::: Entries supplied :::

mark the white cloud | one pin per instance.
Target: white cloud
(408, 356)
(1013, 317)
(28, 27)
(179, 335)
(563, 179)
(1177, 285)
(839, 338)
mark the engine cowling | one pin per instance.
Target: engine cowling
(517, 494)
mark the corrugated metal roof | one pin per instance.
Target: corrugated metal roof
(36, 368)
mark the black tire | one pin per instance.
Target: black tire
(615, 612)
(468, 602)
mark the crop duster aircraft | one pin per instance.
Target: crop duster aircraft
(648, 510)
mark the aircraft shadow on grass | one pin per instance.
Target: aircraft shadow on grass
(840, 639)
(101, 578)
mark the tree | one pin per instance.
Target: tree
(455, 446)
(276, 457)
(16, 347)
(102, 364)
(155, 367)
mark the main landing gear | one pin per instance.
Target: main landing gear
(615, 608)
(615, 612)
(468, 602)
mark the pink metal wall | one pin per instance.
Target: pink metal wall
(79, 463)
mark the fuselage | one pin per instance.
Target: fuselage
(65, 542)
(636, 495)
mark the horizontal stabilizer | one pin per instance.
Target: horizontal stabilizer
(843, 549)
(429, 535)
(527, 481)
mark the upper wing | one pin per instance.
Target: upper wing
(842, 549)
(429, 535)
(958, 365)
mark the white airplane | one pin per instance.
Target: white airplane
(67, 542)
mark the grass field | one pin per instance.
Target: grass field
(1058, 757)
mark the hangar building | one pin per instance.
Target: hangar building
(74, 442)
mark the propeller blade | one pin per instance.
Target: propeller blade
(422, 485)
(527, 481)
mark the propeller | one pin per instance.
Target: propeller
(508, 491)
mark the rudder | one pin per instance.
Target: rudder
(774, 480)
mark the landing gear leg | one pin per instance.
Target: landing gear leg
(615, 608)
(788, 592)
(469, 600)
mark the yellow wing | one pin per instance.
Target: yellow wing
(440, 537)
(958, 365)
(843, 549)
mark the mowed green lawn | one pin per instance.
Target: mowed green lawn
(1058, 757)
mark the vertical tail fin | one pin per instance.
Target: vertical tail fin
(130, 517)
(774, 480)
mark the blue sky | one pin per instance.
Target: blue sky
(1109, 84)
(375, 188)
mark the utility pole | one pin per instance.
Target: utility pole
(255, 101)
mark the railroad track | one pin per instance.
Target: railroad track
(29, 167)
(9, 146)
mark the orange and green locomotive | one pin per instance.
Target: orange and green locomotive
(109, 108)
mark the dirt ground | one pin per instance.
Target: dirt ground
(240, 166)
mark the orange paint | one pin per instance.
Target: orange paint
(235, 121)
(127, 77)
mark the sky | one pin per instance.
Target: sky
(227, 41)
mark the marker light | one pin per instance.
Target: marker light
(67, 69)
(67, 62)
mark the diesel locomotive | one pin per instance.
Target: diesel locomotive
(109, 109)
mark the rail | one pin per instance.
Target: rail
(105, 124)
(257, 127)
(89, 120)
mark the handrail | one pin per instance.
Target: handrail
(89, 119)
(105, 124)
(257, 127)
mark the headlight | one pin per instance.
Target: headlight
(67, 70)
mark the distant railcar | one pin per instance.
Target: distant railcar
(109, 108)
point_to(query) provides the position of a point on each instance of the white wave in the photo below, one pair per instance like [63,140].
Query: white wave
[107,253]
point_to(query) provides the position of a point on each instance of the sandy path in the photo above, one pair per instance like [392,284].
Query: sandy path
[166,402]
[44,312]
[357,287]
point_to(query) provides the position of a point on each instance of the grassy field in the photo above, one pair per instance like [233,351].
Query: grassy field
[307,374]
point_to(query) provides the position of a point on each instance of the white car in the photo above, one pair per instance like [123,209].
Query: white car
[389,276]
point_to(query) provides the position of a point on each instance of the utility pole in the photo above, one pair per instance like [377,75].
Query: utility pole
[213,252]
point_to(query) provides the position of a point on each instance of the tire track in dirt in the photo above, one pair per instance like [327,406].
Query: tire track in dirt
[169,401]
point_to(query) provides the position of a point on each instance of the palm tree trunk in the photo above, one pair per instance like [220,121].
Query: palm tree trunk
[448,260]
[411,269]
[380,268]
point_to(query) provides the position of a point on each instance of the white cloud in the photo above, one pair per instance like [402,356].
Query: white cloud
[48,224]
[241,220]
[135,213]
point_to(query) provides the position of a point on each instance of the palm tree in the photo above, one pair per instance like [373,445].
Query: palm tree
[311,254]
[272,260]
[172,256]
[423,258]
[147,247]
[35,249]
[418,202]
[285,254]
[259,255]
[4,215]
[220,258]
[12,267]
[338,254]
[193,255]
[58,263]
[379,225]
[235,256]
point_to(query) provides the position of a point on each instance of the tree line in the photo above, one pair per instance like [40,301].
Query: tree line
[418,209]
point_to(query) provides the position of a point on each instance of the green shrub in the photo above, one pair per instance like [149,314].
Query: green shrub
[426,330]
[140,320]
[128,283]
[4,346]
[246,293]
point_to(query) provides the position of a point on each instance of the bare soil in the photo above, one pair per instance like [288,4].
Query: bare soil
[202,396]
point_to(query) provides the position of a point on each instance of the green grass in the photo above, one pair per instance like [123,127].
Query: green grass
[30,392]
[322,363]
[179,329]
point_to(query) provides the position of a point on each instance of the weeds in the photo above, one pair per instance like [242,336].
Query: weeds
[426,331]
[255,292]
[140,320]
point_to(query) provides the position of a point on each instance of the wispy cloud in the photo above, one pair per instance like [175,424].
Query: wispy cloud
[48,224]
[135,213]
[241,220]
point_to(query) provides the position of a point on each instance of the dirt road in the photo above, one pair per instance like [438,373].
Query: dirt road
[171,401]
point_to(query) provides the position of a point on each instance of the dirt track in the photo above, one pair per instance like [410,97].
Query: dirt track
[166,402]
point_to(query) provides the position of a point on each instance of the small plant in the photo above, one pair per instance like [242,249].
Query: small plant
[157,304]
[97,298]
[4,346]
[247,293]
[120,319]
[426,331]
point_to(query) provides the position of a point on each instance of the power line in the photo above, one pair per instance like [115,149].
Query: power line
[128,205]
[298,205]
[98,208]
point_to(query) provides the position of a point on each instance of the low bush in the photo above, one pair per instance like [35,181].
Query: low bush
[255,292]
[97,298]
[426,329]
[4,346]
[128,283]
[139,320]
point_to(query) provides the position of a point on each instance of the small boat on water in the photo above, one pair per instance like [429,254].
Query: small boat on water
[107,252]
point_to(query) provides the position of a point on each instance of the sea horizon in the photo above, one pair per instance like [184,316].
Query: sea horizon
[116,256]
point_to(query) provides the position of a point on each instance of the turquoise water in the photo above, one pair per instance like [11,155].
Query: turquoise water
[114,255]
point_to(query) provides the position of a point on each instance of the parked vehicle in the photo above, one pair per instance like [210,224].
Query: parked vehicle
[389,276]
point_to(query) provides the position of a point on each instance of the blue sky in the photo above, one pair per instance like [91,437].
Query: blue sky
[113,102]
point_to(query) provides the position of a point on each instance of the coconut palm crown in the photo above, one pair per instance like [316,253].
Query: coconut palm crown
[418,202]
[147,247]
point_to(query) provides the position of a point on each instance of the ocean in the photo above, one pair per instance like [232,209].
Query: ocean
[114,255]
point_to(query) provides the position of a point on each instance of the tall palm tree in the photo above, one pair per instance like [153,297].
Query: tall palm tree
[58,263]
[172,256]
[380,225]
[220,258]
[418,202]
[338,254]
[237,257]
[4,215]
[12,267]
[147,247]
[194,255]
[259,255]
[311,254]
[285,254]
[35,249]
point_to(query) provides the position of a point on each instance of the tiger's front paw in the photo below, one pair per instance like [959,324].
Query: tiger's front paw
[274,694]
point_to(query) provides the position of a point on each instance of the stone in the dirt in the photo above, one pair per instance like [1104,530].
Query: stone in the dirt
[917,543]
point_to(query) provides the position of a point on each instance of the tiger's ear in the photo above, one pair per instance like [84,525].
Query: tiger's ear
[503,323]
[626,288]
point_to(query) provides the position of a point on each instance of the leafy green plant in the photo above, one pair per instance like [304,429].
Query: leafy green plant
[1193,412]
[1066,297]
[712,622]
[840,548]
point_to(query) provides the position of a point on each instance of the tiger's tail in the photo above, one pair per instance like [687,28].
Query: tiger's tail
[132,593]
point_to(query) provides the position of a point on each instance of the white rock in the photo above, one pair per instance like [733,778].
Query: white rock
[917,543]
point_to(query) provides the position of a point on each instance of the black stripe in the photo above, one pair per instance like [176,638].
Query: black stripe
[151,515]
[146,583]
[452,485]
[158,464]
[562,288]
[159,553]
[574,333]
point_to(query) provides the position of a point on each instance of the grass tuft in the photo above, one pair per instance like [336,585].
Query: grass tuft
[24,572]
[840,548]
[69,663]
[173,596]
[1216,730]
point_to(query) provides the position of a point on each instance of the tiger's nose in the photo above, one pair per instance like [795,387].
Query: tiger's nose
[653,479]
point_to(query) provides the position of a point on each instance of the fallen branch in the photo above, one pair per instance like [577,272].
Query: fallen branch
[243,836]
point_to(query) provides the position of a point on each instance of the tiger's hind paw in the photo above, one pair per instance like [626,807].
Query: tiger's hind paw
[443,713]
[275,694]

:::

Using the listing above, return all lines where the word "below" occurs.

point_to(query) provides the position of a point on each instance of the white wave in the photo below, one pair per instance like [63,140].
point_to(query) provides the position of a point on each instance of the tiger's front paw in the photo below, one pair per instance like [959,324].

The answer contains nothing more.